[Image point annotation entries]
•••

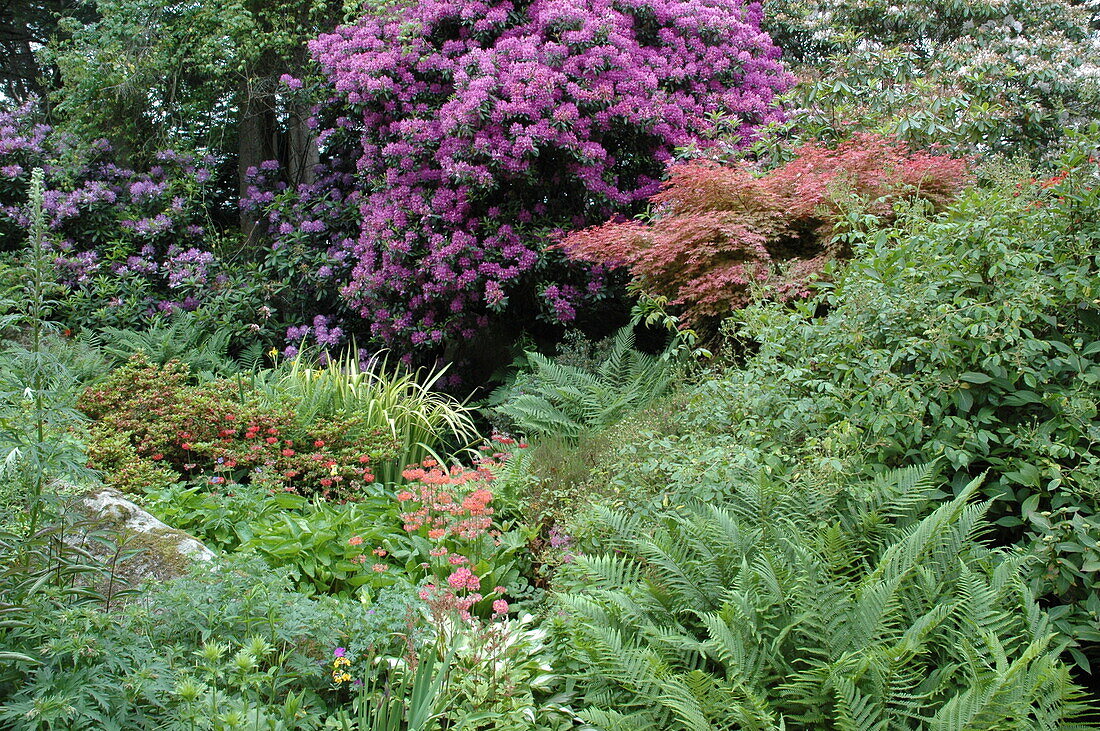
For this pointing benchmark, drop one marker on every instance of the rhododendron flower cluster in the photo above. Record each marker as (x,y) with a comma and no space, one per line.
(724,226)
(484,123)
(155,220)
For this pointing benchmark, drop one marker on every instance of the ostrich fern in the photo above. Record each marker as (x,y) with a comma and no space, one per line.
(871,610)
(565,400)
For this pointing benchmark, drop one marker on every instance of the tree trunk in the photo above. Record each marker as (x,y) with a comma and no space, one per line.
(254,141)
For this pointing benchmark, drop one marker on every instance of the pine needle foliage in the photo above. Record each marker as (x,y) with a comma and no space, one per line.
(876,609)
(567,400)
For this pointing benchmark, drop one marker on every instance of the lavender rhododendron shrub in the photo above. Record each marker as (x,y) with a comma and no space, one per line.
(128,244)
(485,125)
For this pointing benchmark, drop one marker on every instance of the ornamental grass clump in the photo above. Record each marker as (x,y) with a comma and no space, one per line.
(403,405)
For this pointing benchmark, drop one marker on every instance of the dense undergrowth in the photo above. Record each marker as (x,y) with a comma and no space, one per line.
(839,469)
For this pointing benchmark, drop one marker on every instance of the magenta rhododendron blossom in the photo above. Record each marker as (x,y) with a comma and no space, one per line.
(483,124)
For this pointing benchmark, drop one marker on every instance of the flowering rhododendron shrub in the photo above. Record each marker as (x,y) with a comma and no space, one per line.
(150,425)
(724,226)
(483,124)
(128,245)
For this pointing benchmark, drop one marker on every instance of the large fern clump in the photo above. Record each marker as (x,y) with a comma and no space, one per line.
(564,400)
(861,610)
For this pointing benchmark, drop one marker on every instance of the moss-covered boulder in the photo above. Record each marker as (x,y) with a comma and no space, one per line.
(163,552)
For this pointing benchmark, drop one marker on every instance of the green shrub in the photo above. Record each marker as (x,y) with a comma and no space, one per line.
(972,336)
(861,609)
(151,423)
(232,648)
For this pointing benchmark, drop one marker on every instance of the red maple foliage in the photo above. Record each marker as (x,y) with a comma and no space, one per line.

•••

→ **Exercise details**: Every record above must be given again exactly; drop the pictures.

→ **Result below**:
For this pointing benchmark, drop one marker on every instance of the rhododendron flower cluster in the photo above. Record each marker as (x,y) with a comma and no space, one per line.
(724,226)
(484,123)
(155,220)
For this pointing benchmark, drop one marker on every instance of the ostrich fern in the photo above. Record each marker as (x,y) with a comma and no space, one per line.
(871,610)
(565,400)
For this pointing benchmark, drop one marker on every instance of the tree trunk in the photo above. Record each marker as (x,y) with a comma and no space, one per line.
(254,141)
For this pointing benchmark, drop one marker on every instance of the pine needle foliage in the photo above. Record each marker as (x,y) with a comma and no space, one per line.
(876,609)
(567,400)
For this pointing benchmark, drop one marker on every instance of the lavender rhododendron shrub in the photo above. Record each marker as (x,y) with a comma and no space, one per line.
(128,244)
(485,125)
For this pointing benchmark, drop one marker on every instance of the ornamental grass clump in the photo above. Record each marker as (x,y) with a comma and no space, one per line.
(403,405)
For this pointing benchmark, drop one marker on every instance of the dense undergrowth in the photo above. Record each marker as (x,y) with a comma and no space, one per line.
(839,469)
For this pointing benchmark, drop one marker on every instance of the magenta rhododendron blossom in the photo above. Record each marker as (x,y) with a comma and no space, one per line.
(483,124)
For this pointing benchmark, drop one marker on every instance of the flowering rhododendron shrub in the photo above. Record each marker as (x,y) with a comma and no space, one per line.
(150,425)
(724,226)
(483,124)
(128,245)
For this pointing benchmark, drop one marker on every instance of the large fern clump in the photo above. Record each marker as (x,y) with a comma and no space, one per line.
(564,400)
(861,610)
For this pointing benchmark, drop one marker on every instance of the moss-covered boulder in the photo above. Record each marker as (x,y) with a comma and no space, one per line.
(163,552)
For this pointing benchmark, drop one marker on every instance of the green shrub in the photo above. Record each marker as (x,y) with a comma and no space, one per line.
(972,336)
(861,609)
(151,423)
(232,648)
For this pointing benchmark, drop one marker on every instance of the red maple foliage in the photo above. Record each marker as (x,y) with a comma and no space, one per line.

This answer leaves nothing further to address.